### [TASK LIST]
(a) Which areas of talent does the dropshipping guide below say dropshipping is for?
(b) Can you write out everything in the dropshipping guide below from "What to consider" down to "kinds of details."?

### [READING PASSAGE]

○ ○ ○ ○ ○ ○ ○

On the surface, dropshipping seems to take all the best parts about ecommerce without any of the bad. Selling and digital marketing sound fun, but not logistics and overseeing each leg of shipping. While there’s truth to that, dropshipping in practice is much more complicated—and difficult. To make it work, you need to know how to start a dropshipping business right.
In this guide, we explain how to start a dropshipping business from scratch in 7 steps. We’ll touch on everything from business ideas to launching a website, but first you need to know what you’re getting into.
What is dropshipping?
Dropshipping is a business model where the seller doesn’t actually own the merchandise; they simply hand off the sales orders to the supplier, who then delivers the product. In traditional ecommerce, the seller buys and stores their goods themselves and fulfills shipments on their own. In dropshipping, the seller merely oversees the sales channels while the supplier does the rest.
Sounds great, right? But there’s a catch. Because the supplier is doing most of the work, they keep most of the money. Dropshipping is not the get rich quick scheme some people might claim. You’re essentially working for commission, but you still have to pay for advertising and online maintenance fees from your own pocket. To truly get rich, you have to sell a lot.
So why do people do it? It’s more than possible to run a successful dropshipping business, as long as you have the right skill set. Dropshipping is for people talented in sales, social outreach and digital marketing, but not-so-talented in management, bookkeeping and logistics.
What to consider when starting a dropshipping business
Let’s talk a little about the pros and cons of starting a dropshipping business to make sure you’re ready.
The big advantages of dropshipping are that you don’t have to worry about shipping and storage. Considering the amount of time and effort taken up by shipping and storage, that’s a huge benefit, especially if you want to avoid the headaches from managing those kinds of details.

○ ○ ○ ○ ○ ○ ○

### [DATA BLOCK]
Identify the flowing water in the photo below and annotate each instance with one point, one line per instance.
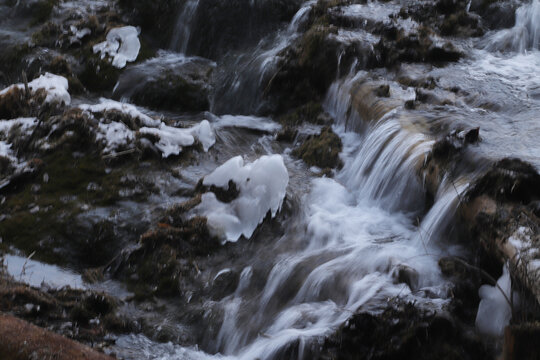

○ ○ ○ ○ ○ ○ ○

### [ANSWERS BELOW]
(a) Sales, social outreach, digital marketing

(b)
What to consider when starting a dropshipping business
Let’s talk a little about the pros and cons of starting a dropshipping business to make sure you’re ready.
The big advantages of dropshipping are that you don’t have to worry about shipping and storage. Considering the amount of time and effort taken up by shipping and storage, that’s a huge benefit, especially if you want to avoid the headaches from managing those kinds of details.